Vous avez écrit pour 3 Docteurs différents (Nine, Ten et Eleven), est-ce que votre manière d’écrire était différente pour chacun ?
Mon écriture est la même mais elle reste différente, le Docteur est essentiellement le même, sa personnalité peut changer mais pas ses convictions profondes, sauf si vous faites une histoire où il devient mauvais pendant la moitié d’un épisode par exemple. Il faut toujours être bien informé sur l’acteur qui le joue, je pense avoir écrit la première moitié de « The Unquiet Dead » sans savoir que le Docteur allait être interprété par Christopher Eccleston et j’ai écrit « Victory of the Dalek » sans savoir que ce serait Matt Smith. J’écris un épisode actuellement pour le nouveau Docteur…
C’est le même principe à chaque fois, comme une sorte de morphing, il suffit d’écrire le Docteur en suivant ce que j’ai en tête, ensuite le personnage sera adapté en fonction de l’acteur qui le joue. Quand Matt Smith a obtenu le rôle, j’ai regardé la série de la BBC « Party Animals » et Steven Moffat m’avait dit : « il joue là-dedans comme je veux que le personnage soit », j’ai juste pioché en grande partie dans son maniérisme et dans sa façon de parler.
Vous avez aussi écrit des romans, comme « The Last of the Garadene » avec le 3e Docteur, est-ce différent d’un scenario ?

* _EXERCICE PROPOSÉ_:
Dans cet entretien sur Doctor Who, quelle série de la BBC la personne interrogée a-t-elle regardée quand Matt Smith a obtenu le rôle ? Le matériel ci-dessous n'est pas nécessaire.

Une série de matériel
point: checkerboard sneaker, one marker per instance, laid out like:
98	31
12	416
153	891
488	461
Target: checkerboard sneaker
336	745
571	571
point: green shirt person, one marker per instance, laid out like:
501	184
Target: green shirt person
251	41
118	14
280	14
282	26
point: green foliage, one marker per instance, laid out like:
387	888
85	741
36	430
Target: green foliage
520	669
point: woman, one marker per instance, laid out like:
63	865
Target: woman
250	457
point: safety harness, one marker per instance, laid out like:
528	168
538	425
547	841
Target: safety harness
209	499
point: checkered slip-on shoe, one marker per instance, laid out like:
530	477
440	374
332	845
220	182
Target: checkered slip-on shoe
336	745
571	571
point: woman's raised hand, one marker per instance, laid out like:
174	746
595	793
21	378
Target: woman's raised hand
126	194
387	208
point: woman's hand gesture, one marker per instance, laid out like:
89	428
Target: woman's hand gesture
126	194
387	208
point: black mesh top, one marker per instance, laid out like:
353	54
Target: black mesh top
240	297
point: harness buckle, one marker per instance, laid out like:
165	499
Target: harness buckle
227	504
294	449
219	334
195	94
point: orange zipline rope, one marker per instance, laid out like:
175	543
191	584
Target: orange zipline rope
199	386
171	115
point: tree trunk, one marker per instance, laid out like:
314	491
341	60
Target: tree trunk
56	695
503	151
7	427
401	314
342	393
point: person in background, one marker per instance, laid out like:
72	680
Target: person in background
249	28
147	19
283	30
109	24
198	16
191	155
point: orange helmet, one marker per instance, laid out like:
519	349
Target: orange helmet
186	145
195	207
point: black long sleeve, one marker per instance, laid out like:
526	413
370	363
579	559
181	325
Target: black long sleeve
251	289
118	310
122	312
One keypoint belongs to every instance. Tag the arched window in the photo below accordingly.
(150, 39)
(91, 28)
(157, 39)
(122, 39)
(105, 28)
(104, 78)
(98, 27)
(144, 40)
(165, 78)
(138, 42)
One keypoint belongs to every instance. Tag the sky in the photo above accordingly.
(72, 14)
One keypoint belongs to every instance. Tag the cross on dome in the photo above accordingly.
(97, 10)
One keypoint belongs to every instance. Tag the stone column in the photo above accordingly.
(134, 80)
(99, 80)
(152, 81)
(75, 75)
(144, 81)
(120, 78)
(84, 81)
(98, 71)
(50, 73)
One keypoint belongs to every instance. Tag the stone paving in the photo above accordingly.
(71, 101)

* _RÉPONSE_:
« Party Animals »